* Exercise prompt: Reproduce every line of the records below verbatim, leaving out the pictures.

* Dataset records:

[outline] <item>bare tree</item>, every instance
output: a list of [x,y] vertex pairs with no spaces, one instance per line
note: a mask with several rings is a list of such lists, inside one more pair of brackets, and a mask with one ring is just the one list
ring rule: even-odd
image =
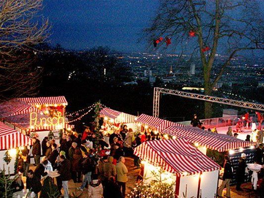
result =
[[[160,0],[158,13],[145,33],[152,43],[153,39],[167,36],[182,51],[197,53],[203,67],[205,94],[211,95],[239,52],[264,49],[259,10],[254,0]],[[217,53],[224,54],[218,70],[214,63]],[[212,75],[213,69],[216,75]],[[211,117],[211,103],[206,102],[206,117]]]
[[33,66],[34,47],[46,41],[50,30],[48,19],[39,22],[42,2],[0,1],[0,100],[37,93],[42,71]]

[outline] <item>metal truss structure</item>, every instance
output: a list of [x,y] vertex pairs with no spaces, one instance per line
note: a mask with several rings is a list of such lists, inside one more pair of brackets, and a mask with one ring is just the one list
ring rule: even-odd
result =
[[250,108],[259,111],[264,111],[264,104],[263,104],[235,100],[213,96],[205,96],[201,94],[193,94],[178,90],[155,87],[154,88],[154,95],[153,97],[153,116],[156,117],[158,117],[159,114],[160,94],[170,94],[171,95],[178,96],[191,99],[200,99],[211,102],[217,102],[221,104],[239,106],[242,108]]

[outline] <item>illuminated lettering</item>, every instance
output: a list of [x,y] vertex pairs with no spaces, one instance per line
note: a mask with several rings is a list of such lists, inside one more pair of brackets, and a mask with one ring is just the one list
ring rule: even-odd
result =
[[38,117],[36,112],[30,113],[30,128],[40,127],[53,127],[54,129],[60,129],[64,126],[64,118],[61,116],[61,112],[58,112],[57,115],[53,117]]

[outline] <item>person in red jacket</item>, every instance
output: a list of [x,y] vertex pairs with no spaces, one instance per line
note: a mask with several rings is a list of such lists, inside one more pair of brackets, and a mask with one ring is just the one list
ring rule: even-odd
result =
[[262,124],[262,122],[263,122],[263,120],[264,119],[264,118],[263,118],[263,115],[262,115],[262,114],[259,112],[256,111],[256,114],[258,116],[258,122],[259,122],[259,127],[258,127],[258,129],[259,129],[259,130],[261,130],[261,125]]

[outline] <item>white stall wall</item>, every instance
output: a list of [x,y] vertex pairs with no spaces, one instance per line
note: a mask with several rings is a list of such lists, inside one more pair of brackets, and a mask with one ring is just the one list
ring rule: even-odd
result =
[[6,151],[6,150],[0,151],[0,160],[2,162],[0,163],[0,169],[2,170],[4,167],[4,169],[5,169],[5,174],[7,175],[8,174],[9,168],[9,173],[10,174],[12,174],[15,173],[14,170],[14,166],[15,165],[15,156],[11,156],[12,160],[11,160],[11,162],[8,164],[8,165],[7,165],[6,163],[5,163],[3,159],[2,159],[3,157],[4,156],[4,153]]
[[198,190],[199,180],[199,176],[198,174],[181,177],[181,180],[180,181],[180,189],[179,191],[179,197],[181,198],[184,197],[183,193],[184,193],[185,195],[186,194],[187,186],[187,196],[185,195],[185,196],[186,196],[186,198],[190,198],[193,196],[194,198],[196,198],[197,197],[197,192]]
[[205,172],[201,177],[202,198],[214,198],[217,189],[218,170]]

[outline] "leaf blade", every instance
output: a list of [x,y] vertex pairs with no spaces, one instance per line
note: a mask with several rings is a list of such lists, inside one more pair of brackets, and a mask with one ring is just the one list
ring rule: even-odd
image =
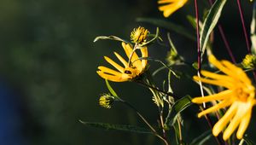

* Exercise answer:
[outline] <item>bare tree</item>, every instance
output: a list of [x,y] vertex pairs with no spaces, one instance per line
note: a mask with several rings is a list of such lists, inside one more pair of brackets, and a mask with one ring is just the one list
ring rule: even-odd
image =
result =
[[[160,0],[158,13],[145,33],[152,43],[153,39],[167,36],[182,51],[197,53],[203,67],[205,94],[211,95],[239,52],[264,49],[259,10],[254,0]],[[217,53],[224,54],[218,70],[214,63]],[[212,75],[213,69],[216,75]],[[211,117],[211,103],[206,102],[206,117]]]
[[33,66],[34,47],[46,41],[50,30],[48,19],[39,22],[42,2],[0,1],[0,100],[37,93],[42,71]]

[outline] <item>metal truss structure</item>, every instance
output: a list of [x,y] vertex pairs with no spaces, one instance per line
note: a mask with several rings is a list of such lists, inside one more pair of brackets, and a mask with one ring is just the one list
ring rule: even-odd
result =
[[250,108],[259,111],[264,111],[264,104],[263,104],[235,100],[213,96],[205,96],[201,94],[193,94],[178,90],[155,87],[154,88],[154,95],[153,97],[153,116],[156,117],[158,117],[159,114],[160,94],[170,94],[171,95],[178,96],[191,99],[200,99],[211,102],[217,102],[221,104],[239,106],[242,108]]

[outline] <item>illuminated lettering</item>, every instance
output: a list of [x,y] vertex pairs with no spaces, one instance per line
note: a mask with several rings is a list of such lists, inside one more pair of brackets, and a mask with one ring is just the one list
ring rule: even-odd
result =
[[38,117],[36,112],[30,113],[30,128],[40,127],[53,127],[54,129],[60,129],[64,126],[64,118],[61,116],[61,112],[58,112],[57,115],[53,117]]

[outline] <item>person in red jacket</item>, every instance
output: a list of [x,y] vertex pairs with no spaces, one instance per line
note: a mask with several rings is a list of such lists, inside one more pair of brackets, and a mask with one ring is just the one list
ring rule: even-odd
result =
[[262,124],[262,122],[263,122],[263,120],[264,119],[264,118],[263,118],[263,115],[262,115],[262,114],[259,112],[256,111],[256,114],[258,116],[258,122],[259,122],[259,127],[258,127],[258,129],[259,129],[259,130],[261,130],[261,125]]

[outline] <item>white stall wall</item>, every instance
output: a list of [x,y] vertex pairs with no spaces, one instance per line
note: a mask with several rings is a list of such lists, inside one more pair of brackets, and a mask with one ring is just the one list
ring rule: even-odd
result =
[[6,151],[6,150],[0,151],[0,160],[2,162],[0,163],[0,169],[2,170],[4,167],[4,169],[5,169],[5,174],[7,175],[8,174],[9,168],[9,173],[10,174],[12,174],[15,173],[14,170],[14,166],[15,165],[15,156],[11,156],[12,160],[11,160],[11,162],[8,164],[8,165],[7,165],[6,163],[5,163],[3,159],[2,159],[3,157],[4,156],[4,153]]
[[198,190],[199,180],[199,176],[198,174],[181,177],[181,180],[180,181],[180,189],[179,191],[179,197],[181,198],[184,197],[183,193],[184,193],[185,195],[186,194],[187,186],[187,196],[185,195],[185,196],[186,196],[186,198],[190,198],[193,196],[194,198],[196,198],[197,197],[197,192]]
[[205,172],[201,177],[202,198],[214,198],[217,189],[218,170]]

[outline] "leaf blade", every instance
output: a list of [x,y] vertex pairs with no spaces, one instance per line
note: a mask with several rings is a list of such lists, inside one more pair of brackets, and a mask with one ring is just the one list
ring rule: even-odd
image =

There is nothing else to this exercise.